▶ Text provided:
# m&p 9c mag loading



## jma20a (Mar 10, 2015)

just picked up the m&p 9C, i am having a hard time loading the mags that came with the gun. is it normal to have to struggle this much just to load the mags?

i have a HK vp9 and its easy to load the mags even when they were brand new.

im having a hard time getting the first and last round loaded.

when i loaded my hornday critical duty rounds the tip of the round catches the notch in the mag for the mag catch and i have to take off the base plate to get the rounds out.

is this normal?


----------



## pic (Nov 14, 2009)

The mags can be very difficult to load. Not sure about your specific magazine.

The part where you have to remove the *base plate* doesn't sound right


----------



## SouthernBoy (Jun 27, 2007)

When new, they are stiff and need to be loaded to as close to maximum as you can get them to start the process of easing the spring. M&P 9mm magazines have a more pronounced slope to the follower on the right side and this makes loading that first round more difficult... until the spring is eased up a bit and you get used to doing this.

I have an M&P 9c and it is a fine little gun and quite accurate. With the largest back strap on the grip, it fills my hand very nicely and becomes a very good carry gun. And I can load both magazines to their full capacity without a problem.


----------



## jma20a (Mar 10, 2015)

pic said:


> The mags can be very difficult to load. Not sure about your specific magazine.
> 
> The part where you have to remove the *base plate* doesn't sound right


the ridges on the round its self get hung up if they are not perfectly level with the follower. i picked up some federal hst rounds and they dont catch the notch


----------

▶ Supplied data:
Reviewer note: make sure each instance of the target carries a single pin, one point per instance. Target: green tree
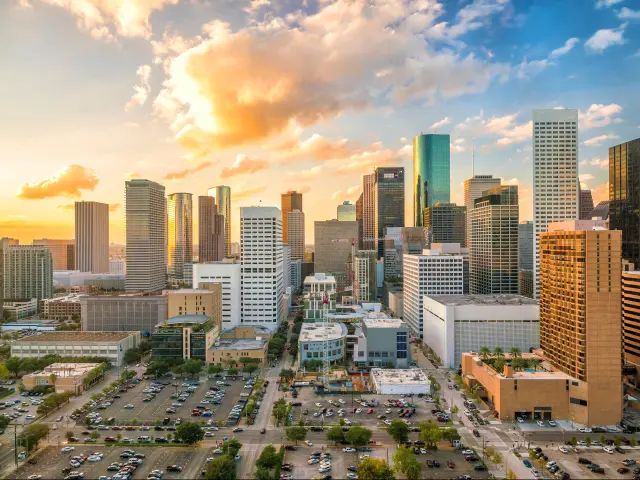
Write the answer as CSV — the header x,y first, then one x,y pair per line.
x,y
296,434
405,462
375,469
399,431
358,436
222,468
189,433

▶ To be done:
**a.** In the magazine-loading thread, what feature of M&P 9mm magazines does SouthernBoy say makes loading the first round more difficult?
**b.** Reproduce the passage of the magazine-loading thread word for word, starting at "im having a" and ending at "(Nov 14, 2009)".
Rely only on the magazine-loading thread for what comes next.

▶ The solutions:
**a.** A more pronounced slope to the follower on the right side.

**b.**
im having a hard time getting the first and last round loaded.

when i loaded my hornday critical duty rounds the tip of the round catches the notch in the mag for the mag catch and i have to take off the base plate to get the rounds out.

is this normal?


----------



## pic (Nov 14, 2009)